> **Text block**
Her version of “Satin Doll” is a good example. In previous performances, Evans has messed with the song’s rhythm, staggering the familiar lines in unexpected ways and putting accents in unfamiliar places. She might even toy with the words, adding new ones, deleting others.
“I work with the lyric just enough to imprint it on people’s memories,” she says. “People will come up to me and say, ‘I never knew what that song said before, I never heard it done that way,’ and they remember it. It releases a different chemical, helps them to remember their first love or the senior prom or some good thing. And that’s what jazz is all about: the spontaneous joy of making the music alive.”
Evans, who was born in El Paso, Tex., says she couldn’t avoid being around music while growing up. “My mother was a gospel singer. Our family sang everywhere, even in the car when we traveled. It was our activity together, music was the tie that binds. I learned early that when you felt bad, music could make you feel better.”

> **Data lines**
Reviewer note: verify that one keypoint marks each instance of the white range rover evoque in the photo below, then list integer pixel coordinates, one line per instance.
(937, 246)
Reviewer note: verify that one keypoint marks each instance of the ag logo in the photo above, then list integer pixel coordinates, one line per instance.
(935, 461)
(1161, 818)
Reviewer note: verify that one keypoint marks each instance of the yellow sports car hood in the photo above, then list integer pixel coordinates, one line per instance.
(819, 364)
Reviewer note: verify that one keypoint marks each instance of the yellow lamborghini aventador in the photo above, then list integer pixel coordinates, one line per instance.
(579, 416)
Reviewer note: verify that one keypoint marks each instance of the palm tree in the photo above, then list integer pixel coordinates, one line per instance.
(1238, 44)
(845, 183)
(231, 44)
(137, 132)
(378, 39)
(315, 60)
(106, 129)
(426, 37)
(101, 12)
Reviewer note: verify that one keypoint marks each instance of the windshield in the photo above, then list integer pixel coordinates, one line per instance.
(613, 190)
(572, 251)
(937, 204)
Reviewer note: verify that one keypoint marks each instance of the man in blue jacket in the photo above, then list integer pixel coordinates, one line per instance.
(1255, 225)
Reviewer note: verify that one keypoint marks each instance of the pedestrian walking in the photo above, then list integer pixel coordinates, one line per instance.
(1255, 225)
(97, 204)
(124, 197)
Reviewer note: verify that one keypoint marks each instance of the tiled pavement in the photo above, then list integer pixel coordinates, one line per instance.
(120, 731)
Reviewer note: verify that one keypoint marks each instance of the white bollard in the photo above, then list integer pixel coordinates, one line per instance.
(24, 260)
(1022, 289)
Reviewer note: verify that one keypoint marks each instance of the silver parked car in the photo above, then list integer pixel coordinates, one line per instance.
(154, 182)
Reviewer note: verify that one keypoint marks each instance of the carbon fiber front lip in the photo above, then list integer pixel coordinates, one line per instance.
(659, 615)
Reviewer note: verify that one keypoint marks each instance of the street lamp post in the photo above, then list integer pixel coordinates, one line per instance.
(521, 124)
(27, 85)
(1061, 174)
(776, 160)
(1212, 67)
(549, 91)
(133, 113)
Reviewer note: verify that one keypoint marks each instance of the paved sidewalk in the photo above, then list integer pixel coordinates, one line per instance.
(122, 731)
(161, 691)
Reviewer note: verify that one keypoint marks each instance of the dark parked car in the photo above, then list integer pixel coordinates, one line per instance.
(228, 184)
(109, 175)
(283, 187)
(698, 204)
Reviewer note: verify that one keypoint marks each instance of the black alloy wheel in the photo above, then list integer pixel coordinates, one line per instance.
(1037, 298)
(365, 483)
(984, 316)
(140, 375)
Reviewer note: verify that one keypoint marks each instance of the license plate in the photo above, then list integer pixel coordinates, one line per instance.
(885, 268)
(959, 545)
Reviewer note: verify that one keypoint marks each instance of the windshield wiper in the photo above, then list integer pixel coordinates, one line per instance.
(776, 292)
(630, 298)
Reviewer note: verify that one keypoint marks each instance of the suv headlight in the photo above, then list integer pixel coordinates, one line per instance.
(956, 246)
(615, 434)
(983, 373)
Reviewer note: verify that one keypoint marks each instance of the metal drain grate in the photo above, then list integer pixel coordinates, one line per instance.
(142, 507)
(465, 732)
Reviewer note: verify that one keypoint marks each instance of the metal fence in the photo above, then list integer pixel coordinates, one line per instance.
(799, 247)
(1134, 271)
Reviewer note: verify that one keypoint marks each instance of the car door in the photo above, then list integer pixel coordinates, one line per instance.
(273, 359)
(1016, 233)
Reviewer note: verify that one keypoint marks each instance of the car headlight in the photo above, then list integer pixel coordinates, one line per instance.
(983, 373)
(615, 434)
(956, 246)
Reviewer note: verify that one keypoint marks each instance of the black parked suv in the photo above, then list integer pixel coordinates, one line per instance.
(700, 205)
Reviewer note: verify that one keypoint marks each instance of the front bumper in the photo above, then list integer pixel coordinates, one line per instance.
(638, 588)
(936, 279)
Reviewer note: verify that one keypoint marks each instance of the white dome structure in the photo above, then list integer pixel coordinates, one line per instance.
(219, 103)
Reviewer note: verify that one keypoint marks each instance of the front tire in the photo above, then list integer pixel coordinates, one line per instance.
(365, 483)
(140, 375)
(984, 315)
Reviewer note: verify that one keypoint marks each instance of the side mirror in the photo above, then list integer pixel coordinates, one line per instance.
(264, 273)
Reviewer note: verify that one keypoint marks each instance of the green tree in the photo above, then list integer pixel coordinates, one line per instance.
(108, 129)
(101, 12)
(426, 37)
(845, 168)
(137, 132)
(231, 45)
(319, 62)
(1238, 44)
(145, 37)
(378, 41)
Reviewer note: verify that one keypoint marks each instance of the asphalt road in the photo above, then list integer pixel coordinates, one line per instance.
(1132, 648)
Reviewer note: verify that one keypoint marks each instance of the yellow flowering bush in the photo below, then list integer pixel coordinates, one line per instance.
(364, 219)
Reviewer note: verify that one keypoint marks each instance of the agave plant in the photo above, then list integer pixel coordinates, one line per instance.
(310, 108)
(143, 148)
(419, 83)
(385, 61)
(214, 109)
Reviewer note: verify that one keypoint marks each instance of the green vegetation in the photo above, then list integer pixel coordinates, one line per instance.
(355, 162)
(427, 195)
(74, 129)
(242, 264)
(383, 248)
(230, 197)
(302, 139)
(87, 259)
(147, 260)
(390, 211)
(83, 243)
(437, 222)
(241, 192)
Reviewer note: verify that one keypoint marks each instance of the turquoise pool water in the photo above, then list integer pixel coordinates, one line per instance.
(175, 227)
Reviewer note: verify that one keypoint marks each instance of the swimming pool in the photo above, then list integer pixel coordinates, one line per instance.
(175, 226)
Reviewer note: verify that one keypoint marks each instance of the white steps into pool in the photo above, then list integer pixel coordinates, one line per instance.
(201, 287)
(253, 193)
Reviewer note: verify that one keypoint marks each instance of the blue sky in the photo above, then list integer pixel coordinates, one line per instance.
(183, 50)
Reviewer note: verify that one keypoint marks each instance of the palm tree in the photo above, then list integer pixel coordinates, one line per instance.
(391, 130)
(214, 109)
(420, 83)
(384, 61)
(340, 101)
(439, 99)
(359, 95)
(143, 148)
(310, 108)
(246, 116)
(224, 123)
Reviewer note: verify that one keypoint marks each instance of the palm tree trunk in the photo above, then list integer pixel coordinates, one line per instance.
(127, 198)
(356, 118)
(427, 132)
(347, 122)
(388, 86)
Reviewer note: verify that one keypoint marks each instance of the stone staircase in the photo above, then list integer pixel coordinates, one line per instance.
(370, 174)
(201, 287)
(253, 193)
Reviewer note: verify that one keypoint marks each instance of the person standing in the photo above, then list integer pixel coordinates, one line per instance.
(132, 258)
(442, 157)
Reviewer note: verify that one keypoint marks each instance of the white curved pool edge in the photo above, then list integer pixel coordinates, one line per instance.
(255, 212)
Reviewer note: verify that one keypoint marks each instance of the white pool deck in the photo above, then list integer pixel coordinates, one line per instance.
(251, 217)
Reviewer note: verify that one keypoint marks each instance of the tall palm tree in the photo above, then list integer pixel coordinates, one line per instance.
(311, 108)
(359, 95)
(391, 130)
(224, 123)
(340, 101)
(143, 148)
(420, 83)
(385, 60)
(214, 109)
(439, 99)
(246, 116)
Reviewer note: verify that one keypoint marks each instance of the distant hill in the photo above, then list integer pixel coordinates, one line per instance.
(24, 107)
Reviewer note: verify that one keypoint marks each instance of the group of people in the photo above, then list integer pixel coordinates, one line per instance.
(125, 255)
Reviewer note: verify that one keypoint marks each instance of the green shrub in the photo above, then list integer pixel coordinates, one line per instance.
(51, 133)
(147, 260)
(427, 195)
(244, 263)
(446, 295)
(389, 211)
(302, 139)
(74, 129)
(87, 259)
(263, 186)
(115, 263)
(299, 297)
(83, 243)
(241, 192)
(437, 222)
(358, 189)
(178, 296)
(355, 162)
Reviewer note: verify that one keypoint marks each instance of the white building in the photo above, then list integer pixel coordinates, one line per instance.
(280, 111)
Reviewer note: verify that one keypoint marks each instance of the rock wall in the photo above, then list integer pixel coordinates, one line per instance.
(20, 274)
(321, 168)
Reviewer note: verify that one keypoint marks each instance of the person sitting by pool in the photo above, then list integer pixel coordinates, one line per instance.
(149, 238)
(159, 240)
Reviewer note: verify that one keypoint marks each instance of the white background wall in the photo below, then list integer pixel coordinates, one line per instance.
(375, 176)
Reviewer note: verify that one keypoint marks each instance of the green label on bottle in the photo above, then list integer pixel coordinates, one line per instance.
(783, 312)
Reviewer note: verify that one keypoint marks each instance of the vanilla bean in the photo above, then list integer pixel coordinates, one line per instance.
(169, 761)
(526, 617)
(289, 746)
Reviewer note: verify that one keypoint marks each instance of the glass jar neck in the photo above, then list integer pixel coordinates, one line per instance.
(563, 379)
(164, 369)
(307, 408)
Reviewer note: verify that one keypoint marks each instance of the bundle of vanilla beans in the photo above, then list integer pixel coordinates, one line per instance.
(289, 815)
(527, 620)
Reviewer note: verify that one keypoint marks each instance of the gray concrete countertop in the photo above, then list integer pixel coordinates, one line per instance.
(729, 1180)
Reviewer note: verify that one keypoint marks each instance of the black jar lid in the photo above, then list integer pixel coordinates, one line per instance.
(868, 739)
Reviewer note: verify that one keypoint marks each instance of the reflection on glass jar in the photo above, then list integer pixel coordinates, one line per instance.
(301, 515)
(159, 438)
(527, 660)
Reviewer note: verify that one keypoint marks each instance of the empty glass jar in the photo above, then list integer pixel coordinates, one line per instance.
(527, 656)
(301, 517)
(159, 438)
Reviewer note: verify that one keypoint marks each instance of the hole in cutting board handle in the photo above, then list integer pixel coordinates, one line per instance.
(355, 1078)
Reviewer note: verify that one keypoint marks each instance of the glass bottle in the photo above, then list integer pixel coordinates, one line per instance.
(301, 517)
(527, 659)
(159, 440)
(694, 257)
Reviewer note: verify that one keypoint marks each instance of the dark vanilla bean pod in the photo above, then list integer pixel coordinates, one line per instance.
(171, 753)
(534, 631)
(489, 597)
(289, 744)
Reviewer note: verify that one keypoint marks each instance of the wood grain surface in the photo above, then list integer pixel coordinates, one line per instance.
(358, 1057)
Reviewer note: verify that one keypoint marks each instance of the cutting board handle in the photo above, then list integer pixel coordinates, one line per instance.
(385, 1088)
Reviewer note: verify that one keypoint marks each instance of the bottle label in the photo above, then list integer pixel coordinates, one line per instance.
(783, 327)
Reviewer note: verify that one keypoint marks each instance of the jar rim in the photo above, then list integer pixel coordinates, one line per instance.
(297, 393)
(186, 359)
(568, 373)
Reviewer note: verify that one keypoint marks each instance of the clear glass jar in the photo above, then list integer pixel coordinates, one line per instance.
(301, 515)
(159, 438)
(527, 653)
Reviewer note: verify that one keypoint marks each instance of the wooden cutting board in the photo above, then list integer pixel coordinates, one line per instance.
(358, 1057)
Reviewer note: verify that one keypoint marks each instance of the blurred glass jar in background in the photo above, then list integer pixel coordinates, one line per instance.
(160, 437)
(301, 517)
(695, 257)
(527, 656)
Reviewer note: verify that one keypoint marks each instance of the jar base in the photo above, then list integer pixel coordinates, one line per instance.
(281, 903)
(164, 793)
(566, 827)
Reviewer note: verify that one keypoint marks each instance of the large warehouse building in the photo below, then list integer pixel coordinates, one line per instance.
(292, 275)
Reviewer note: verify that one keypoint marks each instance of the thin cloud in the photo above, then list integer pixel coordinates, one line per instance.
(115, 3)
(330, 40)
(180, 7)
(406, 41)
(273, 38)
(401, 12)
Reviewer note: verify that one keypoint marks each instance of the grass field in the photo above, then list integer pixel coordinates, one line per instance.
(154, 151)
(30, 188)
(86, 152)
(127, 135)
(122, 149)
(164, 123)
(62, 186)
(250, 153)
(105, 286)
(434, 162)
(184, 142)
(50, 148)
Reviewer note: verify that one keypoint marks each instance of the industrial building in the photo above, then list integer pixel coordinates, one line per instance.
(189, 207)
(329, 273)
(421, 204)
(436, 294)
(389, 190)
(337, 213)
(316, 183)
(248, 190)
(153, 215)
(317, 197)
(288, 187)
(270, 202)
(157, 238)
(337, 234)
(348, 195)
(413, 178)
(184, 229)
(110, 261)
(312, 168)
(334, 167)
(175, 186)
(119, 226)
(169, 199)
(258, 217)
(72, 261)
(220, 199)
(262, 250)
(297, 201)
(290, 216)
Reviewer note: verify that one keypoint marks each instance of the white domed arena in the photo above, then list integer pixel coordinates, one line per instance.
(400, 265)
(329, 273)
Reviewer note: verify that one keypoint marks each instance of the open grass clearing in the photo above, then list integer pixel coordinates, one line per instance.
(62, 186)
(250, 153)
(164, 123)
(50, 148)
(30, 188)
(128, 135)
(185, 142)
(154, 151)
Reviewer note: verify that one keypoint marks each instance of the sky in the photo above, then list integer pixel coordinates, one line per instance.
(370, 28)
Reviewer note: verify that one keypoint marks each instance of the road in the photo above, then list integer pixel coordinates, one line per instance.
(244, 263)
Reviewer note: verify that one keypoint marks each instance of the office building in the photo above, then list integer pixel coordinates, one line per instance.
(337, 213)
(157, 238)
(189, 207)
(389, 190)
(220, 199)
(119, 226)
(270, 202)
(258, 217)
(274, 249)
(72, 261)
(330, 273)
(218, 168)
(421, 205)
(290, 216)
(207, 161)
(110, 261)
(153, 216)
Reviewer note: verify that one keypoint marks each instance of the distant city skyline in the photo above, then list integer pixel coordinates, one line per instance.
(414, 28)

> **Goal**
From the text about the singer Evans, quote the stretch from "Her version of" through "ones, deleting others.". Rely only on the text about the singer Evans.

> **Answer to this task**
Her version of “Satin Doll” is a good example. In previous performances, Evans has messed with the song’s rhythm, staggering the familiar lines in unexpected ways and putting accents in unfamiliar places. She might even toy with the words, adding new ones, deleting others.